# What the exercise asks:
Will you transcribe, word for word, the stretch of the records below from the line containing "You are given a photograph. For the bridge pier" through the end of the records?

# Source material:
* Start *

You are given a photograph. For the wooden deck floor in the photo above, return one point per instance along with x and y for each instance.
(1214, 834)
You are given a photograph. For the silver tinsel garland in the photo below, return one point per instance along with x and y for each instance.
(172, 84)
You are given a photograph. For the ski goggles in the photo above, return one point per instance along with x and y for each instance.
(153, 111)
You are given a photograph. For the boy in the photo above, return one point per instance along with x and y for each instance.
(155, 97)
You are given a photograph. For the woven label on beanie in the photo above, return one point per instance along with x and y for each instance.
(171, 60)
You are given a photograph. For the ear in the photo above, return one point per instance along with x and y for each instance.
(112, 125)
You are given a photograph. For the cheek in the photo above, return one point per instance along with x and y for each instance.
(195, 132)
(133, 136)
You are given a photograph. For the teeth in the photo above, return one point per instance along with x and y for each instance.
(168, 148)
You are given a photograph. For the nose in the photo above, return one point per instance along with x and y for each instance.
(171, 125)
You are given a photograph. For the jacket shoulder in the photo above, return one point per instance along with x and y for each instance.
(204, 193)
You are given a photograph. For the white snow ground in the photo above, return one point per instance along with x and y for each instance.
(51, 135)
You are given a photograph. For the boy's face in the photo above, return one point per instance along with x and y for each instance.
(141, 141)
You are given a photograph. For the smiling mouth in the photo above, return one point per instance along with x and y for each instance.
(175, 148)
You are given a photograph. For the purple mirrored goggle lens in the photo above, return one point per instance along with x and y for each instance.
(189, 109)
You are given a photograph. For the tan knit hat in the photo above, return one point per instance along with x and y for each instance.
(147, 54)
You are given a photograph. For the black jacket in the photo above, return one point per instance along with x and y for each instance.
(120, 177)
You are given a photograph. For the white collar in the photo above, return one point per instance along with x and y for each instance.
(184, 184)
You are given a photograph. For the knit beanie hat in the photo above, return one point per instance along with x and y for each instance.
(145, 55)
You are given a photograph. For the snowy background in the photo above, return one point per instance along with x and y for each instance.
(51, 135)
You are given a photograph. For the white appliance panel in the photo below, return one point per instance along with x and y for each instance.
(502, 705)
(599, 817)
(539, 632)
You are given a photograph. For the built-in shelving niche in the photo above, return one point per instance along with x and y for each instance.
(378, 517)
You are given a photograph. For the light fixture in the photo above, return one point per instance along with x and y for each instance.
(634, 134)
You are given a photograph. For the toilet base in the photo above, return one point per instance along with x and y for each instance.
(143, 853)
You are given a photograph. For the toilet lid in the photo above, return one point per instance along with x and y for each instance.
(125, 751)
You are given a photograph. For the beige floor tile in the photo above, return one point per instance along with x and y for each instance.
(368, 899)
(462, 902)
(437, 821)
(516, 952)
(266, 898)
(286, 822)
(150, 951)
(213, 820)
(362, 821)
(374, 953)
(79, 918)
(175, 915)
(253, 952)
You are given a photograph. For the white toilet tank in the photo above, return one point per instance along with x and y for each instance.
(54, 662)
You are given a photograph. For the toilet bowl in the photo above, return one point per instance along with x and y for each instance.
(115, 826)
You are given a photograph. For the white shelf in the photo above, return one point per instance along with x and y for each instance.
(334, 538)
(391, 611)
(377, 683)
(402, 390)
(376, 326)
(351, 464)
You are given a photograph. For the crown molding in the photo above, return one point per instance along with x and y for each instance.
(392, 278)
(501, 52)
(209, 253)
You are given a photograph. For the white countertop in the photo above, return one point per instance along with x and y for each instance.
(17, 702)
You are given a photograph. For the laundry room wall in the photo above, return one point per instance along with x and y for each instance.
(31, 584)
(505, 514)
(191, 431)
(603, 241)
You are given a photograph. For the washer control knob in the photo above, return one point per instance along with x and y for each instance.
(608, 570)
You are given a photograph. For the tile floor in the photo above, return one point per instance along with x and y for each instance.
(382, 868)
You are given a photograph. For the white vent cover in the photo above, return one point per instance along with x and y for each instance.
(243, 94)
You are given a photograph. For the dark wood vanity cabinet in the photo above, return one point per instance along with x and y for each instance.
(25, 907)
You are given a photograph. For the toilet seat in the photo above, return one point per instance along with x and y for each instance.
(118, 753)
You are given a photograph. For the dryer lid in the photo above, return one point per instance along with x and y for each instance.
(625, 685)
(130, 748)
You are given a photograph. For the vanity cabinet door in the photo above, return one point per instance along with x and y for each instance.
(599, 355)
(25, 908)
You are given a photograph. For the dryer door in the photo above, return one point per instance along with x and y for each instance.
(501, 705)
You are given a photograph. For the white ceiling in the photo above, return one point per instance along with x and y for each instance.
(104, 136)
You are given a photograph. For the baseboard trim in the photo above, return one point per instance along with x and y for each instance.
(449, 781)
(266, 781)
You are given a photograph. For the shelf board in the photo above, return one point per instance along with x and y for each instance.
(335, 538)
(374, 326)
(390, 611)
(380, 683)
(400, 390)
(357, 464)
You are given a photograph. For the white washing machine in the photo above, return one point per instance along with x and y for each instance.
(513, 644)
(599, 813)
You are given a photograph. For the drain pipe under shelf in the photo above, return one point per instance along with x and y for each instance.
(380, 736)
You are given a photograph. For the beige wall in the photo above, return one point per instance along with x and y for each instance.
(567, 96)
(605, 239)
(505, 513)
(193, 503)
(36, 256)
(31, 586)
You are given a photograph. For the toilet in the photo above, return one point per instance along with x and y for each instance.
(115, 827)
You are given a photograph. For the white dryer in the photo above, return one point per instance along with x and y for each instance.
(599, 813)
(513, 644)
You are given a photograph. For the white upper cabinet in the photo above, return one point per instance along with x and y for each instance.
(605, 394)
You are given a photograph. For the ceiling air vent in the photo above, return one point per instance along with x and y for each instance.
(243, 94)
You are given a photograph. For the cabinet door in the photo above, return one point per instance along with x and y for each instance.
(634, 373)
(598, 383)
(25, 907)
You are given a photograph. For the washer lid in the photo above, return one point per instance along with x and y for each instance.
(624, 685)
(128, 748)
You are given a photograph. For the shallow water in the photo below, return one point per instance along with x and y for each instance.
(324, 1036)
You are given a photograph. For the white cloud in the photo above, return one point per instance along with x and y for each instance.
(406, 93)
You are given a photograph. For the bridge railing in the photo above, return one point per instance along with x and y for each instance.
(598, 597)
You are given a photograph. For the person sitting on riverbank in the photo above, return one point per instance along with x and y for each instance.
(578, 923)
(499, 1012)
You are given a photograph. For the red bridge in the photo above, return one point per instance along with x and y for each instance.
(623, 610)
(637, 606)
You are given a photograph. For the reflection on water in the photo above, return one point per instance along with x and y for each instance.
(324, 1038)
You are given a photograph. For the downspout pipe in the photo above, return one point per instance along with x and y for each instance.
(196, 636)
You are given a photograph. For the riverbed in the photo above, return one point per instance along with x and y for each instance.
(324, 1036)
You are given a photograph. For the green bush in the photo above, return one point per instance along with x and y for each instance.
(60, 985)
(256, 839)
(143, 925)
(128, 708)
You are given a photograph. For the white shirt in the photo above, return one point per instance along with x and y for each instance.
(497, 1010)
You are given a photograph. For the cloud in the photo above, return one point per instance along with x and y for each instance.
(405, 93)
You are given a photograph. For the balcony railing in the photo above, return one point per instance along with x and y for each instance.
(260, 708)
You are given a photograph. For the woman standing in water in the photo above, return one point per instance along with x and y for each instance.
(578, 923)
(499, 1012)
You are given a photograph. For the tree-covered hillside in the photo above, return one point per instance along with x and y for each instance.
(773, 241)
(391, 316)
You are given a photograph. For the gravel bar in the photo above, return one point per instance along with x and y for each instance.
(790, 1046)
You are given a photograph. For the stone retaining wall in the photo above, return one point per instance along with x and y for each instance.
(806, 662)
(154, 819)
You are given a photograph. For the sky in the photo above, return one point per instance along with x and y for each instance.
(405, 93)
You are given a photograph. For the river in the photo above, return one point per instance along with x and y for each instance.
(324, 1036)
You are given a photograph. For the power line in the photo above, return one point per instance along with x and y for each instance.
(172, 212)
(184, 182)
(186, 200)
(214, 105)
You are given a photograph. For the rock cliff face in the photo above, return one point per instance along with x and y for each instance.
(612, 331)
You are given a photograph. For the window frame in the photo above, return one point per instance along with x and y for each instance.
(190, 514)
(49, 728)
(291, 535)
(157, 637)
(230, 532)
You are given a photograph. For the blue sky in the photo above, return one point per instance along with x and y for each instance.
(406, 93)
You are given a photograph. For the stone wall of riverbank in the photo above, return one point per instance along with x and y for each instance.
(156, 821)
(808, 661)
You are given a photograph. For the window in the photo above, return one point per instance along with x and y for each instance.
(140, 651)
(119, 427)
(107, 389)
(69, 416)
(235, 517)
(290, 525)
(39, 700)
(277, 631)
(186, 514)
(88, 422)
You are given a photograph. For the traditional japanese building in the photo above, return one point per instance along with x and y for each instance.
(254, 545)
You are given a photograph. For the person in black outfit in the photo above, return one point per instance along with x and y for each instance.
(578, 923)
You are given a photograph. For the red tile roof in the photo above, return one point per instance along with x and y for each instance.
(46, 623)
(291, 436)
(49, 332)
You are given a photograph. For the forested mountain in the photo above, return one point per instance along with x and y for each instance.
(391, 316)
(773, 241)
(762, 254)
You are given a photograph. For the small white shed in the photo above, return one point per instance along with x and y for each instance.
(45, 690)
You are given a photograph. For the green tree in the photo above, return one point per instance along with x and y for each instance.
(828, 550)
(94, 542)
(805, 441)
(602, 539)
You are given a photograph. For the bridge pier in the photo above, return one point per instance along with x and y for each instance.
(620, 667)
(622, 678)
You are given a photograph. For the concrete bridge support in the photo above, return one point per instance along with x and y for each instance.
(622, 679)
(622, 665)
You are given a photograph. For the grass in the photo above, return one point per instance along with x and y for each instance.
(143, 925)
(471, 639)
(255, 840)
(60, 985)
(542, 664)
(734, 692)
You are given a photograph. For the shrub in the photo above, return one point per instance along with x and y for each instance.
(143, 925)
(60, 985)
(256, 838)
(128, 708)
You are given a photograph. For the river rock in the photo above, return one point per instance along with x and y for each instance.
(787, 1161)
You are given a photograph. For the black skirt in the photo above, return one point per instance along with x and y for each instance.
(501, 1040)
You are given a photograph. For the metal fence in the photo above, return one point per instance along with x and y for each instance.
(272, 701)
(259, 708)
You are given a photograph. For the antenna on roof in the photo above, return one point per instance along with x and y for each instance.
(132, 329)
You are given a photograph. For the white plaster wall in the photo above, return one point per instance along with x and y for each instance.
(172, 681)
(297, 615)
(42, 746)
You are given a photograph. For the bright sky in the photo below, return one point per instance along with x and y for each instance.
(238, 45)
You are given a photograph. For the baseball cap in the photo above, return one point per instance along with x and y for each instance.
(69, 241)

* End *

# Exercise solution:
You are given a photograph. For the bridge pier in the photo above, return one point per instance along with x and y for each instance.
(620, 667)
(622, 678)
You are given a photograph. For the concrete bridge support in the photo above, return one point per instance along with x and y for each instance.
(622, 679)
(622, 665)
You are given a photograph. For the grass in the photo above, return one point per instance along with x and y for each instance.
(143, 925)
(471, 639)
(255, 840)
(60, 985)
(542, 664)
(734, 692)
You are given a photograph. For the shrub in the photo above, return one point per instance along with x and y for each instance.
(143, 925)
(60, 985)
(256, 838)
(128, 708)
You are given a photograph. For the river rock in the photo above, return one point per instance along with x and y for each instance.
(787, 1161)
You are given a photograph. For the black skirt in the photo above, return one point per instance along with x and y for each instance.
(501, 1040)
You are given a photograph. For the metal fence in the photo above, return one point per instance along with x and y for each instance.
(272, 701)
(259, 708)
You are given a photograph. For the antenna on roof in the photo above, return one point per instance along with x and y for each instance.
(132, 329)
You are given a photograph. For the white plaster wall in the photo above, return one point per instance along with x and y for each instance.
(172, 681)
(297, 615)
(42, 746)
You are given a photograph. For the bright sky in the photo below, return one point per instance along with x and y for each instance.
(238, 45)
You are given a photograph. For the baseball cap in the photo above, return one point per instance along with x and y for each instance.
(69, 241)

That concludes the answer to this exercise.